In full and without alteration, write out the data below.

[Entries taken from a collection]
=== Begin Enclosure ===

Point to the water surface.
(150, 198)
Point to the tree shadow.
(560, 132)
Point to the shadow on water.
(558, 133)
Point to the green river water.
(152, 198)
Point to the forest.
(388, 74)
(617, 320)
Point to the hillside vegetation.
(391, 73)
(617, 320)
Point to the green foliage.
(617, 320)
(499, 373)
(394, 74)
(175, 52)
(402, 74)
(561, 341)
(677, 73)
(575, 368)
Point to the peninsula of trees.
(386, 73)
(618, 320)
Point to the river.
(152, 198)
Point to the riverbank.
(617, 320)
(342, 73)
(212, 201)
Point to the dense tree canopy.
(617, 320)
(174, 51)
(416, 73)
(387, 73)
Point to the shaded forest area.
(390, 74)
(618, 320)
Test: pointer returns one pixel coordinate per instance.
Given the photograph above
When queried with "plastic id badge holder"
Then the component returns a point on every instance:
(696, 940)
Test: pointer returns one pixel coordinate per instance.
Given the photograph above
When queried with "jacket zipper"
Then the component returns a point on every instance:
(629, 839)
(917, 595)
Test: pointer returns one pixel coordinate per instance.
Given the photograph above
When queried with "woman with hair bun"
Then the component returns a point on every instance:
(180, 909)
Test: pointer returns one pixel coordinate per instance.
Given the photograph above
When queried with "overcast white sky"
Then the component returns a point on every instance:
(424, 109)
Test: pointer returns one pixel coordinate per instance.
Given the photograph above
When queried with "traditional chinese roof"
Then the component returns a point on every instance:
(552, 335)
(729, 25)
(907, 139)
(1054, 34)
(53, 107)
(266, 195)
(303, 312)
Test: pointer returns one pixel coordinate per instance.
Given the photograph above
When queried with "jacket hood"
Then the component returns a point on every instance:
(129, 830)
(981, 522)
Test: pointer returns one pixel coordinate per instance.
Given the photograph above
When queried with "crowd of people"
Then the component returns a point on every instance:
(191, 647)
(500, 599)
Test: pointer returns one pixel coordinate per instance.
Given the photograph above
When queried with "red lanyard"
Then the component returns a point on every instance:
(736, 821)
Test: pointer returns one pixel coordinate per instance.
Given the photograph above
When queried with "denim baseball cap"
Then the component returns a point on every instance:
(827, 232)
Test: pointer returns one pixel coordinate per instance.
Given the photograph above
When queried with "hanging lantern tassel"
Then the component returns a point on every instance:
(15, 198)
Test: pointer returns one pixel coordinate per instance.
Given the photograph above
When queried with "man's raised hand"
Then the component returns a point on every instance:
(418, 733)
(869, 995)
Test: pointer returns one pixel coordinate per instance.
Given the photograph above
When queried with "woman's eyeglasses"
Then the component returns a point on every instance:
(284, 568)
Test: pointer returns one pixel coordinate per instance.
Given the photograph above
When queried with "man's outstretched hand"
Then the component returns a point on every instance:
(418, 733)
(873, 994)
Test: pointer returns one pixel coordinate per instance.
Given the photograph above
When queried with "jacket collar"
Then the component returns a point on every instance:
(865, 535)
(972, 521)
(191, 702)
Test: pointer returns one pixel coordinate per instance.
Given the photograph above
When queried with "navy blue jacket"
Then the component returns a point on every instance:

=== End Enclosure ===

WRITTEN ANSWER:
Point to the water surface.
(150, 198)
Point to the tree shadow.
(560, 132)
Point to the shadow on water.
(558, 133)
Point to the green river water.
(152, 198)
Point to the forest.
(388, 74)
(617, 320)
Point to the hillside vegetation.
(391, 73)
(617, 320)
Point to the green foliage.
(617, 320)
(499, 373)
(394, 74)
(175, 52)
(402, 74)
(561, 341)
(677, 73)
(575, 368)
Point to the peninsula of trees.
(386, 73)
(618, 320)
Point to the river.
(152, 198)
Point to the riverbank.
(617, 320)
(342, 73)
(212, 201)
Point to the dense tree canopy.
(617, 320)
(174, 51)
(416, 73)
(387, 73)
Point to the shaded forest area.
(390, 74)
(618, 320)
Test: pointer returns one pixel coordinate per instance.
Given the photograph above
When queried with "plastic id badge holder"
Then the component returns a point on every instance:
(696, 940)
Test: pointer returns one pixel coordinate per instance.
Given the photograph above
When queried with "jacket zipper"
Then the component returns a point on every instance:
(629, 839)
(917, 595)
Test: pointer returns one pixel coordinate per instance.
Given the photograph above
When queried with "woman with hair bun"
Then the component returns a point on every instance:
(180, 909)
Test: pointer returns one pixel coordinate per instance.
Given the photograph above
When queried with "overcast white sky"
Then the component returns a point on every instance:
(424, 109)
Test: pointer returns one pixel coordinate per instance.
Given the photograph above
When queried with "traditional chinese roof"
Then the component returns a point on every instance:
(552, 335)
(729, 25)
(907, 139)
(1054, 34)
(53, 107)
(266, 195)
(303, 312)
Test: pointer returns one pixel coordinate per instance.
Given the photograph above
When queried with "jacket hood"
Then the component returns a point on every instance:
(129, 830)
(981, 522)
Test: pointer returns one pixel coordinate per instance.
Given the photograph above
When queried with "crowd of people"
Then the component returns a point on every instance:
(191, 647)
(500, 599)
Test: pointer returns one pixel coordinate per instance.
Given the photograph above
When queried with "red lanyard"
Then the component returns a point on every instance:
(736, 821)
Test: pointer returns one pixel coordinate per instance.
Given the photograph above
When queried with "denim baseball cap"
Then the component returns a point on every instance:
(827, 232)
Test: pointer returns one pixel coordinate per instance.
Given the photograph above
When queried with "hanging lantern tassel"
Then the component returns a point on every instance:
(15, 198)
Test: pointer returns one pixel coordinate per instance.
Given the photograph above
When queried with "man's raised hand"
Then the component returns a point on every instance:
(418, 733)
(869, 995)
Test: pointer returns one pixel coordinate per instance.
Given the photograph above
When queried with "woman's eyeglasses"
Then the component returns a point on every instance:
(284, 568)
Test: pointer returns one pixel coordinate per instance.
Given the photograph above
When queried with "man's outstretched hand"
Then the component returns a point on every instance:
(418, 733)
(873, 994)
Test: pointer returns one pixel coordinate per instance.
Given the photograph above
When queried with "jacket collar"
Then the component returns a point on every instance:
(865, 535)
(972, 521)
(191, 702)
Test: pointer returns one pixel coordinate per instance.
Given the photograph above
When queried with "navy blue jacket"
Then the component returns a point on every instance:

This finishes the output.